▶ [Prompt]
Give back the section of the talk-to-text forum thread from "What you say" to "you are in.", word for word.

Talk to text

librim

Member
Feb 20, 2013
17
0
0
Hello-
It seems a recent development on my DNA:
It seems that sometime it takes a very long time for the talk to text feature to work. Other times it is instantaneous, it does seem to matter if I am 4G or wi-fi.

Is there a setting I am missing or is it the nature of the beast?

I just don't remember this being a problem in the past.
This all started about a month ago.
Otherwise love this phone.:D

Thanks for the help
PB
 
Which is slower, 4g or Wi-Fi? I am under the impression that it needs data to do the speech to text so if you have a slower connection it might take a bit longer. I'll have to test it out on mine and see how it works.
 
Doesn't really seem to matter right now I'm on 4G and it works instantly sometimes I'm on wifi and it takes a while seems to be more about the area I'm in them what I'm connected to.
What you say makes sense maybe it's just the necessary data is having a hard time grabbing depending on where I am

Sent from my HTC6435LVW using Android Central Forums
 
Last edited:
I've found talk to text can take longer when the data is scarce, so it could very well be what area you are in.

▶ [Supplied material]
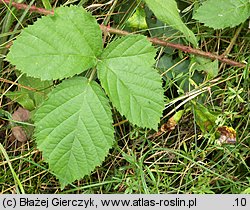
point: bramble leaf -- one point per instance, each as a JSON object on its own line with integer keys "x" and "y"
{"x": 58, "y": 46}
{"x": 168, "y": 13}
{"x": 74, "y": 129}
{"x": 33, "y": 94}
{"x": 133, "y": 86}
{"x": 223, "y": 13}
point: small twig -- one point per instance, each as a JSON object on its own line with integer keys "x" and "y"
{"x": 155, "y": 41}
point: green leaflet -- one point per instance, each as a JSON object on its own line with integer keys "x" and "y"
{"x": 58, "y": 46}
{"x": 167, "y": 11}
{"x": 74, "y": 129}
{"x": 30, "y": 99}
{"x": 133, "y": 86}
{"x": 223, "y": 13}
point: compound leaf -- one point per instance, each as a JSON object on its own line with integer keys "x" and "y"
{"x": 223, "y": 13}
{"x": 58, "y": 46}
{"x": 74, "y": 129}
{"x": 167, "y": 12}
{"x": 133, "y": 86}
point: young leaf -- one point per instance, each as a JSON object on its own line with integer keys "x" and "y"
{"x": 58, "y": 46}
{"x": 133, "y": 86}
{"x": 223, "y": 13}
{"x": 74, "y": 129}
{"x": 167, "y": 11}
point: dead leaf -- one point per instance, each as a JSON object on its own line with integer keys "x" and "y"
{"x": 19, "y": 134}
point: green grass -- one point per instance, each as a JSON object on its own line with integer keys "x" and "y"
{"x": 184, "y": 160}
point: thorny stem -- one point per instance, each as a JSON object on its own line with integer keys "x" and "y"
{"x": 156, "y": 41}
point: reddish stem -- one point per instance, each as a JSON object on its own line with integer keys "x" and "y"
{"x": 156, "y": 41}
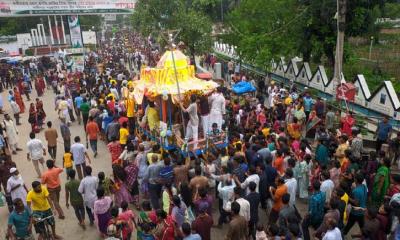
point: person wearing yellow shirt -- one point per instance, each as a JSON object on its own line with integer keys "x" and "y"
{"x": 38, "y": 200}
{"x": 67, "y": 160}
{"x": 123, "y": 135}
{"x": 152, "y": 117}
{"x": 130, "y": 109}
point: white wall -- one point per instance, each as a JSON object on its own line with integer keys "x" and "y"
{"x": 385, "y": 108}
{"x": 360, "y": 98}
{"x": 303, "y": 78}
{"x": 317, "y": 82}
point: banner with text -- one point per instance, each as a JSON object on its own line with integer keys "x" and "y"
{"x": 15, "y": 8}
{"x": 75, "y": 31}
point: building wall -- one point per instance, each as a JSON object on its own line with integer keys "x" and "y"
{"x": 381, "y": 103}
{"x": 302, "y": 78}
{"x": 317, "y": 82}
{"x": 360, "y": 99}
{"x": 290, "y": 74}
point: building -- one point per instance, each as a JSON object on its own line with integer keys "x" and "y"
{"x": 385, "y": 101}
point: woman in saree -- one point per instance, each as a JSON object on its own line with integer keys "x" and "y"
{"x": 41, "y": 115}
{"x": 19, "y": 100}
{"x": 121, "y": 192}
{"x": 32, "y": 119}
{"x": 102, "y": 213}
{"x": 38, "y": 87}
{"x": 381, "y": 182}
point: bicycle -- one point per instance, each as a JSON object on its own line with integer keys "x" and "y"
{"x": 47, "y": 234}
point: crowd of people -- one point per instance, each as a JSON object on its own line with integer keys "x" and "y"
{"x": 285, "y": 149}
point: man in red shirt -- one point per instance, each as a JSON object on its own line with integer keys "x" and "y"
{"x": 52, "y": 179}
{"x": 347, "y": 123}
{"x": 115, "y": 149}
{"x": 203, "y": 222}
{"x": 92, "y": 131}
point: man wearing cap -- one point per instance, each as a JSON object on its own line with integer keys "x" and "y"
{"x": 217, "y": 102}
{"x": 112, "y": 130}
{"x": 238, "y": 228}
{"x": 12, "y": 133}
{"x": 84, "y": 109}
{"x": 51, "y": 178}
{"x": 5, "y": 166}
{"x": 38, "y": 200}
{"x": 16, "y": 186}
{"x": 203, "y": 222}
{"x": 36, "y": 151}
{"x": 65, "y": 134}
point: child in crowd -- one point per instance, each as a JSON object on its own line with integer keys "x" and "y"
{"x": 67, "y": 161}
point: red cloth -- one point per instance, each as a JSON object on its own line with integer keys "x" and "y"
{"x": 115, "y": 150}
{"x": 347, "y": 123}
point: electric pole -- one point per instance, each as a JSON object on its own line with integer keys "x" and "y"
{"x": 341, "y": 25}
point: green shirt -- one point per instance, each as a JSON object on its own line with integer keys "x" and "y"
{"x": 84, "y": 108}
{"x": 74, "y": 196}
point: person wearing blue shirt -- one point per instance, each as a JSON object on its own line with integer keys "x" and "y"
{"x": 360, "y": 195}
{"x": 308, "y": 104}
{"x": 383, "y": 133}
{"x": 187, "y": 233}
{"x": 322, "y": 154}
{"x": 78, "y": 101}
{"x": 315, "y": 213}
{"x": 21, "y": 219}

▶ [Reply]
What you say makes sense maybe it's just the necessary data is having a hard time grabbing depending on where I am

Sent from my HTC6435LVW using Android Central Forums
 
Last edited:
I've found talk to text can take longer when the data is scarce, so it could very well be what area you are in.